Aim of the task:
Copy out, word for word, the stretch of the records from the line containing "Target = shrub" through the line containing "x=393 y=301", including both of those lines.

Data shown:
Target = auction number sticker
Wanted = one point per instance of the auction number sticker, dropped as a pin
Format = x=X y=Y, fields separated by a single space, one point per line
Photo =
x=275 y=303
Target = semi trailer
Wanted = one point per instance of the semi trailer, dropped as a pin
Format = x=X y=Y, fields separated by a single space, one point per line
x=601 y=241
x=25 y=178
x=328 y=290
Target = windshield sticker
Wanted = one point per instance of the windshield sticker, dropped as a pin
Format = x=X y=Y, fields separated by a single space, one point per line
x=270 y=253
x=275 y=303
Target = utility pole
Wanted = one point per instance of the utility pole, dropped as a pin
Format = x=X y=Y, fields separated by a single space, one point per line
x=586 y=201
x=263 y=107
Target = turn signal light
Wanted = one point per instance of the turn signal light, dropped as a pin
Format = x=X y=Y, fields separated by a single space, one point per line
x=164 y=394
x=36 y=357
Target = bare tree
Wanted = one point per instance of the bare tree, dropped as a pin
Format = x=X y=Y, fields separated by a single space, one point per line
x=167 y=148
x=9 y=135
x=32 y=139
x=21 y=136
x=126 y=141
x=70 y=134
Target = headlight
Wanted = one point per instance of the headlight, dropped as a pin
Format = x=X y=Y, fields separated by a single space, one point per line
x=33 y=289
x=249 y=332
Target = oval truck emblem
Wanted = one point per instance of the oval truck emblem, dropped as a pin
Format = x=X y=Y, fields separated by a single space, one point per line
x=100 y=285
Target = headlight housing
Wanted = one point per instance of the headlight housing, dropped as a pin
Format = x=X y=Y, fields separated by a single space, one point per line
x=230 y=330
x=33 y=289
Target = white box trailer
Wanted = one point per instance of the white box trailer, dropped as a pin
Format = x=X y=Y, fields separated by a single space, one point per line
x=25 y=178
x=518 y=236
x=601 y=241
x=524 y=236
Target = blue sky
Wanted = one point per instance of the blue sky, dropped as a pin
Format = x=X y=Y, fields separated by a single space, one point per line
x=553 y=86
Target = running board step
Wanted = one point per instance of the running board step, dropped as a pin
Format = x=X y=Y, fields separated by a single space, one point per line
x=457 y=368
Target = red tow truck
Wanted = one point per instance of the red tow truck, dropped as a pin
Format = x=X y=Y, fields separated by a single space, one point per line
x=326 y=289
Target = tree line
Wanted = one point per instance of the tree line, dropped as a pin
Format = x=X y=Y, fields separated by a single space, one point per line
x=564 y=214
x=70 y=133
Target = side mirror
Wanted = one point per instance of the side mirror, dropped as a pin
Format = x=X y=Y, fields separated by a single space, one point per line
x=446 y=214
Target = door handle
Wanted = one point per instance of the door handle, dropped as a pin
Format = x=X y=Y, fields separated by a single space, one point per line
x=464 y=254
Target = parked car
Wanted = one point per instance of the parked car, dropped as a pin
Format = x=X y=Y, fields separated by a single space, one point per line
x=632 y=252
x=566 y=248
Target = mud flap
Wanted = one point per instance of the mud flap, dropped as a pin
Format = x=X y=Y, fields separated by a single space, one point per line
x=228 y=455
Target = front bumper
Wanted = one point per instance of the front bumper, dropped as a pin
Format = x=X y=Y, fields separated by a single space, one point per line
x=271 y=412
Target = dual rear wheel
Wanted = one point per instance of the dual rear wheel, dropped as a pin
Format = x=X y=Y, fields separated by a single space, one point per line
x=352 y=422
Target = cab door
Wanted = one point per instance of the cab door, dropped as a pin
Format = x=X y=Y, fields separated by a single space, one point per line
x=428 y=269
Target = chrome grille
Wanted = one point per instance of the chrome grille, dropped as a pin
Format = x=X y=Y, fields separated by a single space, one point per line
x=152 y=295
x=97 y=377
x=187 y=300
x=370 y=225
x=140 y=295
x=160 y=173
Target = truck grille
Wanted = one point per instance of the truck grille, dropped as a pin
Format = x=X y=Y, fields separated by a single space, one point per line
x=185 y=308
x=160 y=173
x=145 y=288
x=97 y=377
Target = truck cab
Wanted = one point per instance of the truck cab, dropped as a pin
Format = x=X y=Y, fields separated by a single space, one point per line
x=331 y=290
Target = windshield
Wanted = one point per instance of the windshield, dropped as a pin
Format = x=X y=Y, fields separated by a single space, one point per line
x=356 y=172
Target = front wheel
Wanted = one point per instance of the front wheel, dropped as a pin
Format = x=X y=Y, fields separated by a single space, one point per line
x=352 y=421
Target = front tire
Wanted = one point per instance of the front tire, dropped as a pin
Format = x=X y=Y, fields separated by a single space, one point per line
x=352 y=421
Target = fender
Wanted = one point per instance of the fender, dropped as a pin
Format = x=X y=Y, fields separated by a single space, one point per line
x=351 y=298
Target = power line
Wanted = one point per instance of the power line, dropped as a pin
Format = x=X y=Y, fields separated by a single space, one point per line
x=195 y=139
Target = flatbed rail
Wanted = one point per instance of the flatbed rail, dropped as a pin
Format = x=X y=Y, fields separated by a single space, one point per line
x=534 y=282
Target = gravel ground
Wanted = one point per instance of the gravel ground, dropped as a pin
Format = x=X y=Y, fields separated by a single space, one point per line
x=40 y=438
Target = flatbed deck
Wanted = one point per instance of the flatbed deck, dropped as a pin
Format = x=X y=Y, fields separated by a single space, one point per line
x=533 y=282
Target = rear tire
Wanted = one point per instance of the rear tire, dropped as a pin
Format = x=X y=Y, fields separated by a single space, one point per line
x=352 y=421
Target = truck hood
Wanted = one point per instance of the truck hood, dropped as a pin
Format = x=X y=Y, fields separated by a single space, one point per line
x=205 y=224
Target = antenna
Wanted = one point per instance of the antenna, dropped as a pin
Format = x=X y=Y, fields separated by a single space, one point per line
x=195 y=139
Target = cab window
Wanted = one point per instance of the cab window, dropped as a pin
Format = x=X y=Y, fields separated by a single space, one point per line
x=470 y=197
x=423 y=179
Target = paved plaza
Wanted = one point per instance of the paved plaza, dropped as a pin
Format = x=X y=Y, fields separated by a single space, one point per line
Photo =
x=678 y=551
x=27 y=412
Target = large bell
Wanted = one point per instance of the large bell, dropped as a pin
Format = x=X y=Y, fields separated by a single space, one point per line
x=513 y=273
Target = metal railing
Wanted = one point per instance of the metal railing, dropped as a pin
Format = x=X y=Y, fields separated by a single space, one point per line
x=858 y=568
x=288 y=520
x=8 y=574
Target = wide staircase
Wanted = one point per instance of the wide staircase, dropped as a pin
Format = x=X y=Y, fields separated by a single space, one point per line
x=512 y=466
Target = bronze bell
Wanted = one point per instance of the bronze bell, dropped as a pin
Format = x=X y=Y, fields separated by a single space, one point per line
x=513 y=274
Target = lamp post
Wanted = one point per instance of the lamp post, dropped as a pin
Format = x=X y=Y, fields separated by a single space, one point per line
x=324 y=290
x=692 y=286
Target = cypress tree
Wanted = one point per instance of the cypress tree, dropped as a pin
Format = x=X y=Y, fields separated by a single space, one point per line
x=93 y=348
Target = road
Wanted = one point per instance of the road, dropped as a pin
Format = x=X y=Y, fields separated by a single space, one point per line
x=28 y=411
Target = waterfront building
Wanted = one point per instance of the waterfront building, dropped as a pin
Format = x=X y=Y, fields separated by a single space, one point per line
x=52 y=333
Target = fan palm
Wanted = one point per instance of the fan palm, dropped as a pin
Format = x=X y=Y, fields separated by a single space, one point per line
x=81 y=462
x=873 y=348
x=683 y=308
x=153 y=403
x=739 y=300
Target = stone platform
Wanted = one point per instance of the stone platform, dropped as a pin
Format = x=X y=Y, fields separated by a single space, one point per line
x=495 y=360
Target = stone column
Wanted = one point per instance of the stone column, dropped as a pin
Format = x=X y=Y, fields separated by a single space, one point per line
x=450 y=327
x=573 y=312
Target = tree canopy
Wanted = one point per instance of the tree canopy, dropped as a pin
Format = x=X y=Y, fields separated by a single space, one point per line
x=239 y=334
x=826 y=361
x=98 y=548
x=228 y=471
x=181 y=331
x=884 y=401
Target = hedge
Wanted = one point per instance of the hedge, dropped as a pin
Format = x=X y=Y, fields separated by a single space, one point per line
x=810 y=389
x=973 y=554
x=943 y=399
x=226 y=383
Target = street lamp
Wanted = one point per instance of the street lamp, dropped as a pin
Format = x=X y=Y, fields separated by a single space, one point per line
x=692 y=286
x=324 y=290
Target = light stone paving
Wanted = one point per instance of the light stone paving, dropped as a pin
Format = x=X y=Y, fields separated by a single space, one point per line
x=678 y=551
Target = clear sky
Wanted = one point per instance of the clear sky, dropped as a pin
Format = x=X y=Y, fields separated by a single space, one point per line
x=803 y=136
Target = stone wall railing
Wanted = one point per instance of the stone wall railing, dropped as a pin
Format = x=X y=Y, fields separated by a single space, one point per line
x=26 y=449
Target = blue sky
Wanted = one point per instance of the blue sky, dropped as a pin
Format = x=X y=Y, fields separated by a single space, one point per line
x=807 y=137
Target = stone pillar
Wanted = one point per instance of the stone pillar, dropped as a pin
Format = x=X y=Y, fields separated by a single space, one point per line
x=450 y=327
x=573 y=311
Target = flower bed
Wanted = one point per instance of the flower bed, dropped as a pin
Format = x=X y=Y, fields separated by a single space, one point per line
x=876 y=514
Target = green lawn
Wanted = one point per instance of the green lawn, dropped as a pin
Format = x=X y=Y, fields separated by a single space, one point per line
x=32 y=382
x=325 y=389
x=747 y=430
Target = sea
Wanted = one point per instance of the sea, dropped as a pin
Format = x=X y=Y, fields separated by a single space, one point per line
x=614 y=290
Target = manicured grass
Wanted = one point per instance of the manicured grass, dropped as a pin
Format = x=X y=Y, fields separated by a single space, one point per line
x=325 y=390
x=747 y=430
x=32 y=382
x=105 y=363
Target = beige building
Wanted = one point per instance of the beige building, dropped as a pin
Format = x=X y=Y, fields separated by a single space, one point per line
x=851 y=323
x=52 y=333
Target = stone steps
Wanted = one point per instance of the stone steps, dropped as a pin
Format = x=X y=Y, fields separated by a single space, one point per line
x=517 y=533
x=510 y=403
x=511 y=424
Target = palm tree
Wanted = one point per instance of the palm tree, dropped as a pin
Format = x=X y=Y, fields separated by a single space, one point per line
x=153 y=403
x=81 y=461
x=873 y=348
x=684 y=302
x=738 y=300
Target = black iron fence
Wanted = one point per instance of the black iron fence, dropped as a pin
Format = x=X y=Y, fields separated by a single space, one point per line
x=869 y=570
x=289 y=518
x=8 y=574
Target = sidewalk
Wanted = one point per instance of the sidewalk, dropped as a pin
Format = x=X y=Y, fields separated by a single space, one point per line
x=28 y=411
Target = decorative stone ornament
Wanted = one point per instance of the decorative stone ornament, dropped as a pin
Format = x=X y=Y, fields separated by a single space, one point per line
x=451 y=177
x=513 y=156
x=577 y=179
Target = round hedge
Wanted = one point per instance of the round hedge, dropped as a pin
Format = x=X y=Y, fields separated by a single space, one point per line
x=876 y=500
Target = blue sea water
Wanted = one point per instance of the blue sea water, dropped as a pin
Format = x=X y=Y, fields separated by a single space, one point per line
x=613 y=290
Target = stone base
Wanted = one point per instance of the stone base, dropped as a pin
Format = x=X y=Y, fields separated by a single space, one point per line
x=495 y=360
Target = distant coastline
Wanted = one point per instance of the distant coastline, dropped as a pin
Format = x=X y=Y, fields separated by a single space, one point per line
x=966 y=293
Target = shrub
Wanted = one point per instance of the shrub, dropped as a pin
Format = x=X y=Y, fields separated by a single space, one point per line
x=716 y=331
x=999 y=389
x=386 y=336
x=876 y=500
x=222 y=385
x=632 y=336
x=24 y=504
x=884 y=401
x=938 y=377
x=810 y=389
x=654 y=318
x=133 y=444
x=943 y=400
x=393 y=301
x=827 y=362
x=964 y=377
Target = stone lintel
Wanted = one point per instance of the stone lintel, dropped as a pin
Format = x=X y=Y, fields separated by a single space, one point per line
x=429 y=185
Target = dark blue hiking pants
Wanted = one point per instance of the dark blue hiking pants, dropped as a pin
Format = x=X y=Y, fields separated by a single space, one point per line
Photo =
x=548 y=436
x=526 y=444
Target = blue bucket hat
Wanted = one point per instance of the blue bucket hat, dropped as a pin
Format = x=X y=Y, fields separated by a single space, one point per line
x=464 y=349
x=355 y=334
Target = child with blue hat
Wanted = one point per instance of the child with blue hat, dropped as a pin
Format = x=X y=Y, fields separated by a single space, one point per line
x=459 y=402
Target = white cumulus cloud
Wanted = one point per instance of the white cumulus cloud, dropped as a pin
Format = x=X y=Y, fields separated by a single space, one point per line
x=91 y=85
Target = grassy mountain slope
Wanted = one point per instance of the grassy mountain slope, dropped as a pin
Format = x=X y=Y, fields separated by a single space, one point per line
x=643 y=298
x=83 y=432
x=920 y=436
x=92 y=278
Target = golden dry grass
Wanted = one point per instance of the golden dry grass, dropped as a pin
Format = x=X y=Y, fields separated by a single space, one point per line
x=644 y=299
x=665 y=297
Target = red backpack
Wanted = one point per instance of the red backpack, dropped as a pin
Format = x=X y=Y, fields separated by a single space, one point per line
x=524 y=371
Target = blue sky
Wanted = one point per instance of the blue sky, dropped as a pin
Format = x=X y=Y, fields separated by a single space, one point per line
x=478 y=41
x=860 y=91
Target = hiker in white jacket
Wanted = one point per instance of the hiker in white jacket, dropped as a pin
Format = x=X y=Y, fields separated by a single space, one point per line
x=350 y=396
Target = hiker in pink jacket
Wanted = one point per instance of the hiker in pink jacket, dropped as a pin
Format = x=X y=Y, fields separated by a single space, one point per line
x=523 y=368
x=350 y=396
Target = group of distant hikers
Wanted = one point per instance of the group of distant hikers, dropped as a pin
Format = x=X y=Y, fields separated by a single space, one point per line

Complete output:
Target = shrub
Wanted = one point per instance of the shrub, dropped as a pin
Format = x=X y=Y, fields separated by a single space, one point per line
x=716 y=331
x=999 y=389
x=386 y=336
x=876 y=500
x=222 y=385
x=632 y=336
x=24 y=504
x=884 y=401
x=938 y=377
x=810 y=389
x=654 y=318
x=133 y=444
x=943 y=400
x=393 y=301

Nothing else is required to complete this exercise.